Instructions to follow:
Could you write out every line of the entries below again, requests included, adding 84 to both numbers of each point coordinate in the answers while leaving the sample coordinates inside the requests as they are? Leave the pictures out of your reply.
****
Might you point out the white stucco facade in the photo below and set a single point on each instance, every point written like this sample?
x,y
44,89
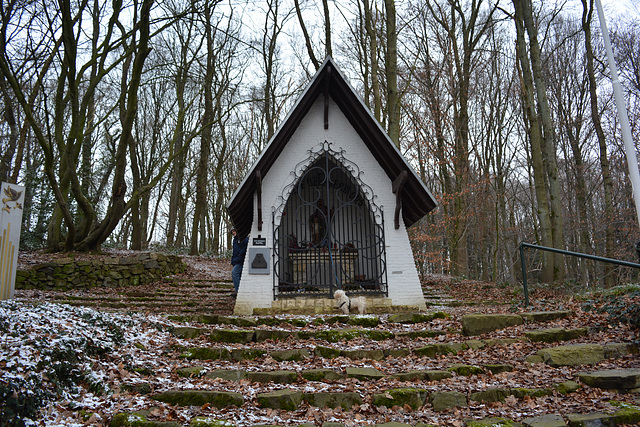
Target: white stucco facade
x,y
256,290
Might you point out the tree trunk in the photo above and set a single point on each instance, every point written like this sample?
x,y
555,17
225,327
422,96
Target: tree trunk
x,y
205,138
535,139
550,161
327,28
373,58
607,184
393,99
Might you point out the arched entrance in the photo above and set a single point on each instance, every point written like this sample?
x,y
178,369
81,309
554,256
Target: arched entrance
x,y
328,232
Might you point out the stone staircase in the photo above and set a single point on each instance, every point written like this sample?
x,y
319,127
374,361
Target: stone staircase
x,y
171,295
303,364
529,369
****
Right answer:
Might you point out the white stucco facade in the photo below and set a single point on each instance, every point written like this sample?
x,y
44,89
Target: white stucco facade
x,y
340,374
Might you point out the tree trunk in the photo above and set a single point on each instance, every point written like this sample?
x,y
555,17
225,327
422,96
Target: tree trunk
x,y
289,222
619,223
634,245
411,112
457,142
691,268
477,183
Might you point out the arched entrance in the photo above and set a single point on each instance, every point written like this sample?
x,y
178,369
81,309
554,256
Target: arched entrance
x,y
412,316
Might you point out the stone staircase in the photo above and set a single point on each instance, every point written like this sample?
x,y
319,127
374,361
Target: stone staircase
x,y
255,379
387,448
613,453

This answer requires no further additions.